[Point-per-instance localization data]
******************************
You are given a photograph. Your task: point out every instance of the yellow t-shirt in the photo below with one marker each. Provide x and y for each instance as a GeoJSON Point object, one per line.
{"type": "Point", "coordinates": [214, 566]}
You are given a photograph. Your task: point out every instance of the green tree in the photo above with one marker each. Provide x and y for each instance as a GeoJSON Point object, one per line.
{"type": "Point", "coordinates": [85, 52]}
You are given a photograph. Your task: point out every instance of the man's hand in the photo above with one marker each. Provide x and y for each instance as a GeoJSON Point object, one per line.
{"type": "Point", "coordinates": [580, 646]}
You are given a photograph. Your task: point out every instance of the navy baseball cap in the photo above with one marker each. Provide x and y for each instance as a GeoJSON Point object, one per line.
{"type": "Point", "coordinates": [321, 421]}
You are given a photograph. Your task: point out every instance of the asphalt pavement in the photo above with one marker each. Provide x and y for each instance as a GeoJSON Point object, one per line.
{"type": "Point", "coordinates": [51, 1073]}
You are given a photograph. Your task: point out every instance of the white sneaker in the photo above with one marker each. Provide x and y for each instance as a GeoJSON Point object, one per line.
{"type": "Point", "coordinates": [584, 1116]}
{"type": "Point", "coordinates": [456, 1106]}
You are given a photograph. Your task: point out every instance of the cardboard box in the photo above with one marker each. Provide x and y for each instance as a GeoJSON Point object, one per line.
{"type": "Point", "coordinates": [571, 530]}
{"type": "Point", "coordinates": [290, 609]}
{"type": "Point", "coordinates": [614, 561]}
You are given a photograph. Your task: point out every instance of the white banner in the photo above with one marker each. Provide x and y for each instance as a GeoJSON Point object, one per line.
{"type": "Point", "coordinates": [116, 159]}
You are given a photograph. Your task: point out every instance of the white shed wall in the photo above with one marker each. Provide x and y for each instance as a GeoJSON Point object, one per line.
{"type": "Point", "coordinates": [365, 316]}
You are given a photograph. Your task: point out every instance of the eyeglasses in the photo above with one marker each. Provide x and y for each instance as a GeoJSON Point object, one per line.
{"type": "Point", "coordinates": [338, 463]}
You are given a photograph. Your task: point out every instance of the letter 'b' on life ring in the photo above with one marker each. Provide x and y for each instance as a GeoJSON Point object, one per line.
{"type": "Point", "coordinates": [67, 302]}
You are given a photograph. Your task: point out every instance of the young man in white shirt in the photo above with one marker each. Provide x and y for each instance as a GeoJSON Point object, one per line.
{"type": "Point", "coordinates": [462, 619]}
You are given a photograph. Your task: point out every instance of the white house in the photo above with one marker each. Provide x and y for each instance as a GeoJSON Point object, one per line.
******************************
- _Exercise objective_: Line by line, transcribe the data exactly.

- _Exercise solution_:
You are given a photograph. Your task: point out every instance of the yellow t-shirt in the photo below with one marker each. Provide x and y for each instance as a GeoJSON Point object, one per line.
{"type": "Point", "coordinates": [214, 566]}
You are given a photograph. Your task: point out every instance of the green tree in the photo above with one marker each. Provide x and y for each instance as a GeoJSON Point object, one per line.
{"type": "Point", "coordinates": [85, 52]}
You are given a photograph. Your task: point out every instance of the man's hand in the photo above with one marker each. Provide x and y for each instance as a GeoJSON Point object, one per line.
{"type": "Point", "coordinates": [580, 646]}
You are given a photograph. Your task: point out every instance of the navy baseball cap in the photo above with one marker each. Provide x and y for each instance as a GeoJSON Point object, one per line.
{"type": "Point", "coordinates": [321, 421]}
You are given a photograph. Your task: point out every instance of the asphalt pavement in the photo above with one marker each. Provide x and y for each instance as a GeoJSON Point object, one per line.
{"type": "Point", "coordinates": [51, 1073]}
You are given a photograph. Your task: point out every instance of the white sneaker in the photo above with one marker each. Provide x and y for each instance as a GeoJSON Point object, one per line.
{"type": "Point", "coordinates": [584, 1116]}
{"type": "Point", "coordinates": [456, 1106]}
You are given a photograph. Your task: point out every instance of the cardboard box in the photo above with one marker each. Provide x and y for each instance as a GeoJSON Point object, one per line.
{"type": "Point", "coordinates": [571, 530]}
{"type": "Point", "coordinates": [290, 609]}
{"type": "Point", "coordinates": [614, 561]}
You are given a photograph. Your task: point out every instance of the white banner in the photo above with one marker each. Provide x and y for each instance as a GeoJSON Point object, one per line.
{"type": "Point", "coordinates": [116, 159]}
You are given a photograph. Your task: point out every instance of the white shed wall in the photo above with one marker each. Provide x and y for each instance as a GeoJSON Point object, one per line.
{"type": "Point", "coordinates": [365, 316]}
You are given a photograph. Your task: point out every instance of the eyeglasses in the photo above with one marker each. Provide x and y for each instance as a GeoJSON Point object, one per line.
{"type": "Point", "coordinates": [338, 463]}
You are given a photograph. Your task: point out every instance of the letter 'b' on life ring in the photo above with one marker each. Provide x and y for each instance as a GeoJSON Point object, one per line.
{"type": "Point", "coordinates": [67, 302]}
You are given a photograph. Your task: point out every instance of the young man in white shirt in the photo above with one marker each. Provide x and y for each instance as a GeoJSON Point object, one per line.
{"type": "Point", "coordinates": [462, 619]}
You are given a photograph. Your task: point out every instance of the white house in the photo above with one marker each. Provide x and y for each instance as a GeoJSON Point object, one per line.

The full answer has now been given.